Trecho do texto:
◆ ◆ ◆ ◆

O direito real de garantia, segundo Orlando Gomes (1999, p. 343), é aquele que confere ao titular o poder de obter o pagamento de uma dívida com o valor ou a renda de um bem aplicado exclusivamente à sua satisfação.

O Código Civil de 2002 elenca quatro direitos reais de garantia, quais sejam: penhor, anticrese, hipoteca e propriedade fiduciária.

No presente trabalho, analisar-se-ão as vantagens e desvantagens da alienação fiduciária em comparação com a hipoteca.


1.A alienação fiduciária

A alienação fiduciária não é um direito real de garantia tão antigo como os demais, mas atualmente tem sido mais utilizado pelo mercado na atualidade, sendo aplicado principalmente em aquisições de automóveis e máquinas.

A preferência por tal instituto se dá por ser mais favorável ao credor, através de contratos de adesão, como se demonstrará, a seguir.

A propriedade fiduciária sobre bens imóveis, fungíveis e demais espécies de titularidade fiduciária submetem-se à disciplina específica das respecitivas leis especiais, somente se aplicando o Código Civil naquilo que não for incompatível com a legislação especial (FARIAS; ROSENVALD, 2008, p. 362).

Nos termos do art. 1.361 do Código Civil, considera-se fiduciária a propriedade resolúvel de coisa móvel infungível que o devedor, com escopo de garantia, transfere ao credor.

Não obstante, o art. 22 da Lei 9.514 conceitua alienação fiduciária como o negócio jurídico pelo qual o devedor, ou fiduciante, com o escopo de garantia, contrata a transferência ao credor, ou fiduciário, da propriedade resolúvel de coisa imóvel.

◆ ◆ ◆ ◆

O que fazer:
Dê continuidade ao texto sobre alienação fiduciária e hipoteca a partir da última frase apresentada.

◆ ◆ ◆ ◆

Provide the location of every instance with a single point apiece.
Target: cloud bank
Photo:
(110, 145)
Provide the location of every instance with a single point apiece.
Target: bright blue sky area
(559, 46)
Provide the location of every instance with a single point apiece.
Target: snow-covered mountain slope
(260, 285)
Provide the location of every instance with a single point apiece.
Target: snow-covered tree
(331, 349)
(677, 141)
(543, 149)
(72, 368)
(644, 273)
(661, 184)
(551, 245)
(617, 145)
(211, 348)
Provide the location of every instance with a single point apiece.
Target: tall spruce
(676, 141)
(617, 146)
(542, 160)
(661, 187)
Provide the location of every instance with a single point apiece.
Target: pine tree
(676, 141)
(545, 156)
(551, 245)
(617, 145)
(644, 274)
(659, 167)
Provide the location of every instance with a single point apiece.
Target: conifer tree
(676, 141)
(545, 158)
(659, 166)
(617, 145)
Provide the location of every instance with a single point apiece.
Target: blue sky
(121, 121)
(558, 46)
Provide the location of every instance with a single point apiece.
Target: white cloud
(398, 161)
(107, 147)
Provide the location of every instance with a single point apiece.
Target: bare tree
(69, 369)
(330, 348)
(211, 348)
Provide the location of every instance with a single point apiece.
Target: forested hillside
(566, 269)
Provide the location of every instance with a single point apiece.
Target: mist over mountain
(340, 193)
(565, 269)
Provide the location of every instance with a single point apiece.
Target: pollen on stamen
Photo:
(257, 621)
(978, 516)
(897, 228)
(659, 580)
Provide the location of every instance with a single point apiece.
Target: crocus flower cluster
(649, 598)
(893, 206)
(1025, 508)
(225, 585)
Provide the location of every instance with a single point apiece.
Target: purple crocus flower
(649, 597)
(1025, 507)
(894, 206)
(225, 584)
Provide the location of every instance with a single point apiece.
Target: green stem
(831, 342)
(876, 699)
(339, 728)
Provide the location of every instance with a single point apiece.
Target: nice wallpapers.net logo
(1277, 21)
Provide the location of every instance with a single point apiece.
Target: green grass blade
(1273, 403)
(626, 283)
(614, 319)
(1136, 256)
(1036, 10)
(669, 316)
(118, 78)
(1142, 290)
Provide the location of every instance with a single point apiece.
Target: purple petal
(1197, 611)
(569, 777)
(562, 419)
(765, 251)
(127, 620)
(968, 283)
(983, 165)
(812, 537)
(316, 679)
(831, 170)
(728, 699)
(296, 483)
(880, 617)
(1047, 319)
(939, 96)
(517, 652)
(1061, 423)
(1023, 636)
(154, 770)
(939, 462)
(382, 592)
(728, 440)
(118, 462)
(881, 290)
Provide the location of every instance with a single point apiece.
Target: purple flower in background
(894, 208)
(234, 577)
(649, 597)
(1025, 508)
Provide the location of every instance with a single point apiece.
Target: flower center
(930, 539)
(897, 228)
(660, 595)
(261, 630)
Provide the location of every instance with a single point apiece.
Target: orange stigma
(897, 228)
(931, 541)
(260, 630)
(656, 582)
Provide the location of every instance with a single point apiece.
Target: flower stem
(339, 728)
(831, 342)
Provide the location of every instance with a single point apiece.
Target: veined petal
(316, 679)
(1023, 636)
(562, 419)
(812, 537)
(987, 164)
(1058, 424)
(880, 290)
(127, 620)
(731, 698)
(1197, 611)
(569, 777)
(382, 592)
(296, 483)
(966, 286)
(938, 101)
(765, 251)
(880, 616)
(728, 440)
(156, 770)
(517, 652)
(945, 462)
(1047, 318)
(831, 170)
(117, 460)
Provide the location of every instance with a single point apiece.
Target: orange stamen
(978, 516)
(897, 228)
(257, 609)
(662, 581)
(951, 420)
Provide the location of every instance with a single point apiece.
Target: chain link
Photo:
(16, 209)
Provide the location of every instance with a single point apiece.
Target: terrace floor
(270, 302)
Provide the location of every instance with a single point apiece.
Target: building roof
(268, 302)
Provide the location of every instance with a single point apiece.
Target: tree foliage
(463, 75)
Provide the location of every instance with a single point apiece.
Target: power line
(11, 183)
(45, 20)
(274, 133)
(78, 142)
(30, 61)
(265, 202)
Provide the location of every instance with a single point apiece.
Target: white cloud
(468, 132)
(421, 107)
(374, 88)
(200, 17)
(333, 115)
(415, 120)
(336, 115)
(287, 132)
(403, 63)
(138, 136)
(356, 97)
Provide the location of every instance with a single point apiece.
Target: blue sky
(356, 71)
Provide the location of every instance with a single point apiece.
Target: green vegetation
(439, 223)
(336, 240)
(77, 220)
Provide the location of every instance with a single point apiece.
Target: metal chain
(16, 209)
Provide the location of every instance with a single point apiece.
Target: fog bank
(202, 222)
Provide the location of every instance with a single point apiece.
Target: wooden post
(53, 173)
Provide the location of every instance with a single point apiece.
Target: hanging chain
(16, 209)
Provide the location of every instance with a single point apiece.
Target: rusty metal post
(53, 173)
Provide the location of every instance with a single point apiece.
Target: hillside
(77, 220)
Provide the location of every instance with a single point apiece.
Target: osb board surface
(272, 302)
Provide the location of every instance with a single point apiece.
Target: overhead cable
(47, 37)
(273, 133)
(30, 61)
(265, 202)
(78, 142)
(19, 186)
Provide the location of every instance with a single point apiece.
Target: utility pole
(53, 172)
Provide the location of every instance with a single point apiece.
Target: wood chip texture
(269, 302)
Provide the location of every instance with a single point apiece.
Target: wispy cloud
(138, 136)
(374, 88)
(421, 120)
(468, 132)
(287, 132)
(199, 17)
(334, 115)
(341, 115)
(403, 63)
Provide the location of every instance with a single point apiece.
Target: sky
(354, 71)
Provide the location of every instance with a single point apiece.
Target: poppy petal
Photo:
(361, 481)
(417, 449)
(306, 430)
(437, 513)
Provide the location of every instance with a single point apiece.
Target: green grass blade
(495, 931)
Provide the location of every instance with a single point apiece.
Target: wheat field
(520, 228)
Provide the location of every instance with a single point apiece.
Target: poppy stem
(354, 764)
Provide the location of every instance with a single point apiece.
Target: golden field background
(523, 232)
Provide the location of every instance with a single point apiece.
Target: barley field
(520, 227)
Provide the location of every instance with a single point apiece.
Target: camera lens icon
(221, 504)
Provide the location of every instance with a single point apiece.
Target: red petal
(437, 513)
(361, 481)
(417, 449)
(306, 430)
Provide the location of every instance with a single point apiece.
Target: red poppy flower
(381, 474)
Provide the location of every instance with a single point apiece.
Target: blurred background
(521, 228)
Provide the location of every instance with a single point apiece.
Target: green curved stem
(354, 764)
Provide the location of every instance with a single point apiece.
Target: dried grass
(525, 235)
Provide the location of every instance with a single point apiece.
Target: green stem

◆ ◆ ◆ ◆

Resposta escrita:
Ensinam Farias e Rosenvald (2008, p. 358) que ocorre a alienação fiduciária quando o credor fiduciário adquire a propriedade resolúvel e a posse indireta de bem móvel, em garantia de financiamento efetuado pelo devedor alienante, resolvendo-se o direito do credor fiduciário com o posterior adimplemento da dívida garantida.


2.Argumentos favoráveis à alineção fiduciária

Uma das vantagens da alienação fiduciária é que o credor fiduciário converte-se automaticamente em proprietário do bem, tendo no valor do bem dado em garantia o eventual numerário para satisfazer-se no caso de inadimplemento da obrigação pelo devedor fiduciante.

No entanto, mesmo voltando a propriedade plena para o credor fiduciário, este é obrigado a levar o imóvel para leilão público, no prazo de trinta dias após a consolidação do da propriedade em seu nome, como disposto no art. 27, caput, da Lei 9.514, in fine:

Art. 27. Uma vez consolidada a propriedade em seu nome, o fiduciário, no prazo de trinta dias, contados da data do registro de que trata o § 7º do artigo anterior, promoverá público leilão para a alienação do imóvel.

No primeiro leilão, o menor lance deverá corresponder, no mínimo, ao valor de avaliação do imóvel. Caso seja inferior, deverá ser realizado um segundo leilão, quando poderá ser aceito o maior lance, desde que igual ou superior ao valor da dívida e mais as despesas com a realização do leilão, prêmios de seguros, encargos legais e contribuições condominiais (art. 27, 2º). Se o valor apurado no leilão for superior a divida e despesas, o saldo positivo será restituído ao devedor (Art. 27, 4º).

Após análise de todo teor do art. 27, verifica-se que se no primeiro leilão não se atingir o valor pretendido para a satisfação do crédito devido, a obrigação extinguirá através da consolidação do bem na pessoa do credor, como forma de pagamento.

Ainda, o bem alienado fica protegido da ação de outros credores do fiduciante. Assim, embora havendo credores do devedor fiduciante munidos de privilégios legais, o bem dado e propriedade fiduciário não fará parte dos ativos do devedor, não integrando o acervo concursal.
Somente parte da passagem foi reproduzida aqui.